◆ Excerpt:
[Start of section]

In my previous blog " What has marketing become?" I have been assessing the meaning of marketing concept and the importance of cooperation with internal stakeholders (not only customers) to deliver an effective long-term sustainable marketing offerings.
Today, I would like to dive deeper into how the customers both personal and industrial make their purchasing decisions.
Firstly, lets determine what implementation of marketing concept leads to:
1) It allows better understanding of the industry, including a level of completion and future direction based on the economical, political, legislative factors that are being evaluated,
2) detailed understanding of the needs of customers, potential customers and other interested parties who impact the business strategy,
3) provides the knowledge that enables the business leaders make decisions about future direction of the company.
We know already, that the marketing role is to assess the wants and needs of customers, but also cooperation with internal stakeholders to ensure these needs can be met. It is however not as straight forward as it seems. Therefore the marketing role is based on assessing the extend to which the competitors are already meeting the needs and identifying any unmet needs that still exist. This is why it is crucial for the marketing professionals to understand the business sector the organisation is operating within. This is why marketing plays a crucial rule in the strategic direction of the business as it provides the knowledge necessary to drive current and future product development.
Who are the customers of a marketing professionals?
Internal customer is anyone within the organisation to whom the service is provided. However, it will depend on the circumstances. For example in a finance company will have department managers as their primary customers as they process the information.
It is easy and quite common for marketing departments to fall in the trap of seeing the external customers as the most important. Therefore it is imperative to remember that a company works as a system and if one part of it is not working correctly the system will fail. If the internal communications and interactions are not working effectively the product or service that is being offered to external customers will be limited. The internal customers are therefore extremely important.
What does the internal customer need? This will speed in two main categories: providing a link to external customer and marketing to the internal customer. For example the research and development department as well as business operations need the marketing department to take their ideas and communicate them to the marketplace. This requires clear and open communications. The marketing department has to liaise very carefully with internal departments to develop a strategy which will satisfy the end customer and the product or service will sell.

[End of section]

◆ Entries provided:
[Start of section]

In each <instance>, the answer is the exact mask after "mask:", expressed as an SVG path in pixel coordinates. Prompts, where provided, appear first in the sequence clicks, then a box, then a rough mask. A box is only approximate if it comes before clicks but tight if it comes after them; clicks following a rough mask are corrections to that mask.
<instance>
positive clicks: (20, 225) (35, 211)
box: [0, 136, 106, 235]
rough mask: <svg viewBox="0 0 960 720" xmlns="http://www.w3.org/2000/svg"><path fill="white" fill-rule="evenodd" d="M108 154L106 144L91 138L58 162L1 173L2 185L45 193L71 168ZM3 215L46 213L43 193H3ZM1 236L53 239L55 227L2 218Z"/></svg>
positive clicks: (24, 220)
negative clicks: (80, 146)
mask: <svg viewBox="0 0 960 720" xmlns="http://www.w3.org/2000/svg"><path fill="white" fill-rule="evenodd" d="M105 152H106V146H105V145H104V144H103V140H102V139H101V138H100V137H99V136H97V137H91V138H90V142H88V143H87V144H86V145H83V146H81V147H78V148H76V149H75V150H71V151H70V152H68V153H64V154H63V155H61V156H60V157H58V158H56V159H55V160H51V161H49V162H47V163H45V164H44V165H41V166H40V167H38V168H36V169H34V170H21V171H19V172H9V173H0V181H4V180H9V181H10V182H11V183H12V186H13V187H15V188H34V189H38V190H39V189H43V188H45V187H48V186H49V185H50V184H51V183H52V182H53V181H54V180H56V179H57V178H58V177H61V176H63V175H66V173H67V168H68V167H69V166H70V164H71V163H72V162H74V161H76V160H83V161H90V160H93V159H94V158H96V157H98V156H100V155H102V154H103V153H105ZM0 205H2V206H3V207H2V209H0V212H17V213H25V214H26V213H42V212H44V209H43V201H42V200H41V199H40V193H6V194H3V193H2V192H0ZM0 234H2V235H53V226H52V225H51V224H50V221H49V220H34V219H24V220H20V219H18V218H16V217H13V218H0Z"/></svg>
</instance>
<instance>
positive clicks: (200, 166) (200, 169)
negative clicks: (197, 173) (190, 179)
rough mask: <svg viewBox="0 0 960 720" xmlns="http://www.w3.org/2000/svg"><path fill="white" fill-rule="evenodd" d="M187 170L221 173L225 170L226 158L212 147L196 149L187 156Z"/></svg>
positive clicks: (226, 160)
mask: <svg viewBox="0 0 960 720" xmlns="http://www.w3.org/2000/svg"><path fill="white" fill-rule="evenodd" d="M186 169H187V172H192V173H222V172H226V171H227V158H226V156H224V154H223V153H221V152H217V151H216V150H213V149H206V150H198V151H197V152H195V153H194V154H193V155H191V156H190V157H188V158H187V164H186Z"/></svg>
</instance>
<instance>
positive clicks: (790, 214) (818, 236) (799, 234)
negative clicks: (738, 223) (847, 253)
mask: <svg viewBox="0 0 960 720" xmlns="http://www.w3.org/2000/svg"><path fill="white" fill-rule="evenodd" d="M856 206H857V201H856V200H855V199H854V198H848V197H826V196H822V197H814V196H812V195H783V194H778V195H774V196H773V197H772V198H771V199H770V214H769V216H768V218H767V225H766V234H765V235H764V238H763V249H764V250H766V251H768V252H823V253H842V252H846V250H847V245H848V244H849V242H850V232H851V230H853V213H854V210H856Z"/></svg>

[End of section]

◆ Instructions:
**a)** According to the marketing blog post, who counts as an internal customer?
**b)** Summarize the marketing blog post in two sentences.

◆ Set of answers:
**a)** Anyone within the organization to whom the service is provided.

**b)** The post explains that marketing must assess customers' wants and needs, judge how far competitors already meet them, and understand the organization's business sector, which gives marketing a crucial role in the strategic direction of the business. It also stresses that internal customers are extremely important, because a company works as a system and ineffective internal communication limits the product or service offered to external customers.